◆ **Source document**
Exercise may ease Parkinson's disease

ZEYNEP ESRA İSTANBULLU
ISTANBUL
Published 09.10.2015 00:00
Balance and posture problems that occur in the advanced stages of the disease can be prevented with exercise. Stretching exercises increase joint flexibility. Walking ard swimming strengthen the abdomen and back.
Balance and posture problems that occur in the advanced stages of the disease can be prevented with exercise. Stretching exercises increase joint flexibility. Walking ard swimming strengthen the abdomen and back.

Parkinson's disease, a degenerative disorder of the central nervous system, affects roughly 110,000 people in Turkey. Elderly people are more prone to develop Parkinson's disease and certain exercises may ease the problems of those with the disease

During a press conference, Professor Ayşe Bora Tokçaer of Gazi University Medical School's Department of Neurology said Parkinson's disease is the second-most prevalent neurodegenerative disease after Alzheimer's. She added that Parkinson's disease develops in one out of every 100 people over 65 and three out of every 100 people over 85. About 5-10 percent of people with Parkinson's have a family history of the disorder as well. Tokçaer said hereditary Parkinson's disease is seen among younger individuals (those under 40) compared to patients with older-onset Parkinson's disease.

◆ **Saved entries**
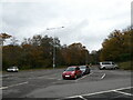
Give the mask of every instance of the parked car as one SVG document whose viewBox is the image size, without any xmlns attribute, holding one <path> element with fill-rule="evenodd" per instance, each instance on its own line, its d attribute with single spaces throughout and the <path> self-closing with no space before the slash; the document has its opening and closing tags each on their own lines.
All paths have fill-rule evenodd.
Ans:
<svg viewBox="0 0 133 100">
<path fill-rule="evenodd" d="M 18 67 L 10 67 L 7 69 L 8 72 L 18 72 L 19 68 Z"/>
<path fill-rule="evenodd" d="M 68 67 L 62 73 L 63 79 L 76 79 L 79 77 L 82 77 L 82 71 L 79 67 Z"/>
<path fill-rule="evenodd" d="M 89 66 L 80 66 L 79 68 L 82 71 L 82 74 L 89 74 L 90 73 Z"/>
<path fill-rule="evenodd" d="M 117 69 L 117 64 L 115 64 L 112 61 L 104 61 L 104 62 L 100 62 L 100 70 L 101 69 Z"/>
</svg>

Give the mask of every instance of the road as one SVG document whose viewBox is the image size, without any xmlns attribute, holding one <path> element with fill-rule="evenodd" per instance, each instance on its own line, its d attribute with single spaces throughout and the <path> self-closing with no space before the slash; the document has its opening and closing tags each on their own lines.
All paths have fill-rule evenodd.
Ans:
<svg viewBox="0 0 133 100">
<path fill-rule="evenodd" d="M 2 98 L 31 98 L 38 100 L 132 100 L 131 71 L 99 70 L 76 80 L 62 80 L 64 69 L 4 72 Z"/>
</svg>

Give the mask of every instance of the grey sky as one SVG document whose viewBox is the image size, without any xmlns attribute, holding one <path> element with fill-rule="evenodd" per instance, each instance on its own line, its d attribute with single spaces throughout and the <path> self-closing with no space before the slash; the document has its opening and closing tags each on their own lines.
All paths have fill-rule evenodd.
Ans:
<svg viewBox="0 0 133 100">
<path fill-rule="evenodd" d="M 1 0 L 0 32 L 18 40 L 34 34 L 59 37 L 61 44 L 81 42 L 99 50 L 114 29 L 131 24 L 132 0 Z M 60 29 L 59 27 L 64 27 Z M 47 28 L 59 28 L 45 30 Z"/>
</svg>

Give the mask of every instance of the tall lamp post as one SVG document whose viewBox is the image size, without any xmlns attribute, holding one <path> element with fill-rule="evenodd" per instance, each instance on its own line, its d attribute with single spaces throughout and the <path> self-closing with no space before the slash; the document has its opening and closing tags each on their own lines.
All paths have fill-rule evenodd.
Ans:
<svg viewBox="0 0 133 100">
<path fill-rule="evenodd" d="M 57 29 L 62 29 L 64 27 L 57 27 L 57 28 L 48 28 L 47 30 L 57 30 Z M 53 34 L 53 69 L 55 68 L 55 33 Z"/>
</svg>

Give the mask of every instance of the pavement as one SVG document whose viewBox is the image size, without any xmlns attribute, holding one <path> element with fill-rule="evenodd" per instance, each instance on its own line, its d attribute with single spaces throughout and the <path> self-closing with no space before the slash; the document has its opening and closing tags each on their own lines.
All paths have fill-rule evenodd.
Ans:
<svg viewBox="0 0 133 100">
<path fill-rule="evenodd" d="M 64 69 L 4 72 L 2 99 L 22 100 L 132 100 L 131 71 L 99 70 L 76 80 L 63 80 Z"/>
</svg>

◆ **How to complete this task**
Write out the Parkinson's article starting at the words "Parkinson's disease, a" and stopping after "older-onset Parkinson's disease.". The rows are not needed for this work.

◆ **Output of the task**
Parkinson's disease, a degenerative disorder of the central nervous system, affects roughly 110,000 people in Turkey. Elderly people are more prone to develop Parkinson's disease and certain exercises may ease the problems of those with the disease

During a press conference, Professor Ayşe Bora Tokçaer of Gazi University Medical School's Department of Neurology said Parkinson's disease is the second-most prevalent neurodegenerative disease after Alzheimer's. She added that Parkinson's disease develops in one out of every 100 people over 65 and three out of every 100 people over 85. About 5-10 percent of people with Parkinson's have a family history of the disorder as well. Tokçaer said hereditary Parkinson's disease is seen among younger individuals (those under 40) compared to patients with older-onset Parkinson's disease.